## What needs to be done
Using the records below, copy out exactly the line that contains "Target: front wheel" and every line that follows it, up to and including the last, and no others.

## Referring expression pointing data
....

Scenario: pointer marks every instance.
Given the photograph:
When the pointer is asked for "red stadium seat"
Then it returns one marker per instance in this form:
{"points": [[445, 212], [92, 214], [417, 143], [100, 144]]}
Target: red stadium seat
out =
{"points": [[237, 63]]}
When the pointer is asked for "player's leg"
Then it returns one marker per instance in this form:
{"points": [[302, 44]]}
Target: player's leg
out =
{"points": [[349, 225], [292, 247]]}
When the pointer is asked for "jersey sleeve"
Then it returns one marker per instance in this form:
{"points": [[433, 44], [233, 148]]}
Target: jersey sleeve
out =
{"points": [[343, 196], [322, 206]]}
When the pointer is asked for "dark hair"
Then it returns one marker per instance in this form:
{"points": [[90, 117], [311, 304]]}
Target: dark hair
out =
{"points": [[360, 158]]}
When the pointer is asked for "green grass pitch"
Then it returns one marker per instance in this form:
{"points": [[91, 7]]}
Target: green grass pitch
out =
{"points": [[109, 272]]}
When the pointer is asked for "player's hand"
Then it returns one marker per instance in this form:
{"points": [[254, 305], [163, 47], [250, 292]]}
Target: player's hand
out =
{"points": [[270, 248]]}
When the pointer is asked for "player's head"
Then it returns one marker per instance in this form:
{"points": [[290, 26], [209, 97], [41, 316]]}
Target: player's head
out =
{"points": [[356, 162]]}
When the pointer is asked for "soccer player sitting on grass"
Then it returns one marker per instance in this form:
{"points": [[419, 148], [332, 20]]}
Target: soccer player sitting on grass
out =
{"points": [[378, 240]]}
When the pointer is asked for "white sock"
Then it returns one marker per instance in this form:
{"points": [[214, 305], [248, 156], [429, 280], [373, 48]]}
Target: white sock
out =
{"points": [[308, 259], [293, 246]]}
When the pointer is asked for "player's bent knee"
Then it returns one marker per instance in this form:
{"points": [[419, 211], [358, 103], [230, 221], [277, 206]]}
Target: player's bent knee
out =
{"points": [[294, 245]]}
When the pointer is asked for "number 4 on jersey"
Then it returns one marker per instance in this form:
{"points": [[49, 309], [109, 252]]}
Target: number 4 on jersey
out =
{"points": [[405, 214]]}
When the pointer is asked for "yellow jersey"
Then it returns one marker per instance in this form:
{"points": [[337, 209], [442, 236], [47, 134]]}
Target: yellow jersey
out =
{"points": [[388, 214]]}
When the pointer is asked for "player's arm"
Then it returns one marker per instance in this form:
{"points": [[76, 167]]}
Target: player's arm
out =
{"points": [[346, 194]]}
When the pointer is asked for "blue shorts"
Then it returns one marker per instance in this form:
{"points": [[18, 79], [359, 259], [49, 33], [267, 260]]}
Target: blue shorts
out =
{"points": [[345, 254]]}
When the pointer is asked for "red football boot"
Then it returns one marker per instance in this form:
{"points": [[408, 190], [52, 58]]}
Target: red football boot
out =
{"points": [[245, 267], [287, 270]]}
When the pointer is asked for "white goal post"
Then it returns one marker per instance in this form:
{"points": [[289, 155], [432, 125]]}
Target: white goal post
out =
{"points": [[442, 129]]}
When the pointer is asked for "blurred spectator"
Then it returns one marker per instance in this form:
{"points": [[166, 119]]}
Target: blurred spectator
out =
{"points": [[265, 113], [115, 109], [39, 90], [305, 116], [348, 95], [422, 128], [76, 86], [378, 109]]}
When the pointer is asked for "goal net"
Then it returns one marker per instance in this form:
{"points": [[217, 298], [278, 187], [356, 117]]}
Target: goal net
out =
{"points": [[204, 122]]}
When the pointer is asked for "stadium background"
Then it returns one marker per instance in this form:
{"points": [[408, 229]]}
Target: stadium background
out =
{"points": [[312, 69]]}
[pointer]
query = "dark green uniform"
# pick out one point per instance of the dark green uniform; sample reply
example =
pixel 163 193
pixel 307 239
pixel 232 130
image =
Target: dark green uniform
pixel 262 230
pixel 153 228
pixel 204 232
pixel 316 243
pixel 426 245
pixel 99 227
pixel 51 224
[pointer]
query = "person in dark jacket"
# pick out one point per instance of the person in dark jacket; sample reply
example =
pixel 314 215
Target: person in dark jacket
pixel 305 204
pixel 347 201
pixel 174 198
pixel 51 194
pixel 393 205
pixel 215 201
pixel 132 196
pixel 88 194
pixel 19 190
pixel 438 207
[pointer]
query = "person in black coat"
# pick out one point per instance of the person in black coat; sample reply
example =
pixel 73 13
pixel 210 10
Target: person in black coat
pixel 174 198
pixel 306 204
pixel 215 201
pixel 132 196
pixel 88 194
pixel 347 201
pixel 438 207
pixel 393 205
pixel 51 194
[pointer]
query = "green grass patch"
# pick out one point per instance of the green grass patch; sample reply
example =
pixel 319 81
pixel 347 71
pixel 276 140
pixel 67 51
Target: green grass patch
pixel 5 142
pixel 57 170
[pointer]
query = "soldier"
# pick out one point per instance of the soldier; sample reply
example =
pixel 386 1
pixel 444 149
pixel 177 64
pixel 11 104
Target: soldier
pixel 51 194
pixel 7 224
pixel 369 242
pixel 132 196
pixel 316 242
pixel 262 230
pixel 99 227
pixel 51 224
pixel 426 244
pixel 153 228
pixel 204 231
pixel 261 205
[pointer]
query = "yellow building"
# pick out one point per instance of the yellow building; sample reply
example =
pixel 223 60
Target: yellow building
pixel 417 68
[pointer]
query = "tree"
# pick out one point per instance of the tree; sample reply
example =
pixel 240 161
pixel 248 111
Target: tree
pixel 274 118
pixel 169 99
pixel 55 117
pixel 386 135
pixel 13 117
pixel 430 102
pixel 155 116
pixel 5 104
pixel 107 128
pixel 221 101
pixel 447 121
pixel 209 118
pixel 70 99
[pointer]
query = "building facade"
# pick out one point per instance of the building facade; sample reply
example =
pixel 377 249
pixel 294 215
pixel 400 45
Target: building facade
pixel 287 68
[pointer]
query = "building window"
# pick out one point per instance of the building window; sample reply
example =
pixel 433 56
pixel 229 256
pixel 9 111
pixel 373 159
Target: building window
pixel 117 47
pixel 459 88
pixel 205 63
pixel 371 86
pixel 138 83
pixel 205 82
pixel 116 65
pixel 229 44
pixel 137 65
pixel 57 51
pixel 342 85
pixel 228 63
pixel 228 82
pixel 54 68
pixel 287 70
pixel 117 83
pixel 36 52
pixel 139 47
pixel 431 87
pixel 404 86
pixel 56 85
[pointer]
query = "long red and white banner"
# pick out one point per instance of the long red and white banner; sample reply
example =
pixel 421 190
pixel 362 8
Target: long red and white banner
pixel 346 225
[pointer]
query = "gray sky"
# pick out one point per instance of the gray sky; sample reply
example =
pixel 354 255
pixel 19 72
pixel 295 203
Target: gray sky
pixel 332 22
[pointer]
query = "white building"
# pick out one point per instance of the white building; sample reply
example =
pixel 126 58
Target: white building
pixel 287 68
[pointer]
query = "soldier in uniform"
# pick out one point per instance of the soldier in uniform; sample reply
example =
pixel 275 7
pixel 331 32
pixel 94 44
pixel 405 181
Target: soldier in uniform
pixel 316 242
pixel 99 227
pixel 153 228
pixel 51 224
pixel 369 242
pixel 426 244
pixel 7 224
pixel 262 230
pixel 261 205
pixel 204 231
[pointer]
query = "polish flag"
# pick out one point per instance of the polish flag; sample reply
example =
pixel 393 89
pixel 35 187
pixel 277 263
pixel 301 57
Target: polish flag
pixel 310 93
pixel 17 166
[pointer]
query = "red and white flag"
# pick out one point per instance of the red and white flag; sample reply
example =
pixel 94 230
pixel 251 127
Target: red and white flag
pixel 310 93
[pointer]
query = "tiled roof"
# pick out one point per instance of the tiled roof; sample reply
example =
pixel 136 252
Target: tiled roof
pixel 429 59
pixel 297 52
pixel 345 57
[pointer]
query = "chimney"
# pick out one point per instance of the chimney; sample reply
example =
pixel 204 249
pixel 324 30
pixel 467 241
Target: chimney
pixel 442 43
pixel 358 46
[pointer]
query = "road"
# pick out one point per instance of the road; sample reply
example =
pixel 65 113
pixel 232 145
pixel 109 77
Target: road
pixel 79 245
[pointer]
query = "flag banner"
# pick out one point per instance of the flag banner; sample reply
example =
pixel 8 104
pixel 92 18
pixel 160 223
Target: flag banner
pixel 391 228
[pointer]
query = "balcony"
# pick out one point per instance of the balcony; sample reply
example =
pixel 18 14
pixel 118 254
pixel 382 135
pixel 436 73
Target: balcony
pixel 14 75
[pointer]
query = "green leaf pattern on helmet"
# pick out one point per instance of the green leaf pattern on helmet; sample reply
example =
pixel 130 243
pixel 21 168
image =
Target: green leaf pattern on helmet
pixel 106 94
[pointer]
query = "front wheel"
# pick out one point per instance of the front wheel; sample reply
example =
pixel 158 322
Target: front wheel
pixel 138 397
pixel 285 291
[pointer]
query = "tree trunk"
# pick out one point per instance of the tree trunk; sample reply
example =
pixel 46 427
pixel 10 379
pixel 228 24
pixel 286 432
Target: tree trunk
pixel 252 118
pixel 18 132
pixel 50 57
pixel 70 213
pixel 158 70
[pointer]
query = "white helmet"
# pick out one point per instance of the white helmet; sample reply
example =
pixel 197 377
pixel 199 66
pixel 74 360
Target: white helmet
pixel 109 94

....

## Answer to this problem
Target: front wheel
pixel 138 397
pixel 285 291
[pointer]
query = "tree trunk"
# pick out one point per instance of the tree trunk; sample reply
example =
pixel 46 427
pixel 10 379
pixel 228 24
pixel 286 432
Target: tree trunk
pixel 252 118
pixel 18 132
pixel 50 57
pixel 70 213
pixel 158 70
[pointer]
query = "white helmet"
# pick out one point per instance of the white helmet; sample reply
example =
pixel 197 377
pixel 199 66
pixel 74 360
Target: white helmet
pixel 109 94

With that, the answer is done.